##### RECORDS SHOWN #####

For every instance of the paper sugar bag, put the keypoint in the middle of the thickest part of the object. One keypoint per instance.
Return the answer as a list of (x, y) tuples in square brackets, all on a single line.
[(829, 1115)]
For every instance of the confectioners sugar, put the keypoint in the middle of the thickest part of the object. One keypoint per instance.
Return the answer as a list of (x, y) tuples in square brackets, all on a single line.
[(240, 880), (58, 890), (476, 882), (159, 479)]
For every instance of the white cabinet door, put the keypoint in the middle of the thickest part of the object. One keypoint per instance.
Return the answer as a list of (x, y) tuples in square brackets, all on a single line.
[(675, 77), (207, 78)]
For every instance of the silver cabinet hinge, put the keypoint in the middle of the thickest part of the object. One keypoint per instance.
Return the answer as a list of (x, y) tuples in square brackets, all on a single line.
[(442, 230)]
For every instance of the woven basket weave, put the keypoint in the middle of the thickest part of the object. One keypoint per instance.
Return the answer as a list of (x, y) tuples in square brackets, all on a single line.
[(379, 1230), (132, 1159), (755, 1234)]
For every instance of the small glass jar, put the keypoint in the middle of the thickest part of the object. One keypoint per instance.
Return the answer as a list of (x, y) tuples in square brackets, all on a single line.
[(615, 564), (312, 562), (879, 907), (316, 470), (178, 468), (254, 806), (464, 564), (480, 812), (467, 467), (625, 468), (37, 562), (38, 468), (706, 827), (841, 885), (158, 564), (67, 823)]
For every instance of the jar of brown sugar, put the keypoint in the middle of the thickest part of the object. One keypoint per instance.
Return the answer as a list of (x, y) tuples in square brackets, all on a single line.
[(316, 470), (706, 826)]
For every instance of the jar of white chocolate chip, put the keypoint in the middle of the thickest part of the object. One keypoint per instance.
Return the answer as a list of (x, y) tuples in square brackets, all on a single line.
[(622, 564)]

#####

EXERCISE REQUIREMENTS >>
Every record shown above must be echoed exactly.

THE ANSWER >>
For every instance of the paper sugar bag, put the keypoint in the middle of the thickest part of the object. One keypoint per instance.
Return the answer as a list of (x, y) tuples in square brackets, all on a single line.
[(829, 1115)]
For every instance of the confectioners sugar, put the keypoint in the middle of the thickest part of the object. One keypoint per instance.
Return the answer as a list of (x, y) tuples in square brackets, all on a single line.
[(240, 880), (58, 890), (476, 882), (159, 479)]
For every instance of the white cabinet door, put the keypoint in the middle of the thickest part of the object. One keypoint per instance.
Return the answer as a list of (x, y) tuples in square brackets, all on a single line.
[(675, 77), (207, 78)]
For every instance of the silver cabinet hinge, put the keypoint in the middle of the thickest part of the object. One keypoint per instance.
Return the answer as a list of (x, y) tuples in square brackets, all on a single line.
[(442, 230)]
For every instance of the woven basket weave, put the keypoint in the middle of the thickest part of the object. One keypoint per instance.
Return the answer as a list of (x, y) tuples in square brackets, all on a single line.
[(379, 1230), (132, 1159), (755, 1234)]
For every instance of the small glass jar, put the keypoint in the middle of the thickest part of the object. One keypoint per instance.
Return the answer as a list of (x, y) tuples in square brackets, all on a single line.
[(615, 564), (312, 562), (879, 907), (316, 470), (178, 468), (254, 806), (464, 564), (480, 812), (467, 467), (625, 468), (37, 562), (38, 468), (706, 827), (841, 885), (158, 564), (67, 823)]
For every instance of the jar of brown sugar, put the keypoint in the middle of the thickest part of the object. One keypoint per instance.
Return the answer as a list of (x, y) tuples in square brackets, all on a single line.
[(316, 470), (706, 826)]
For every instance of the jar of white chocolate chip, put the keypoint in the middle of the thickest part of the object. One keypoint per instance.
Return the answer as a list of (x, y) tuples in square brackets, all on a single line.
[(622, 564)]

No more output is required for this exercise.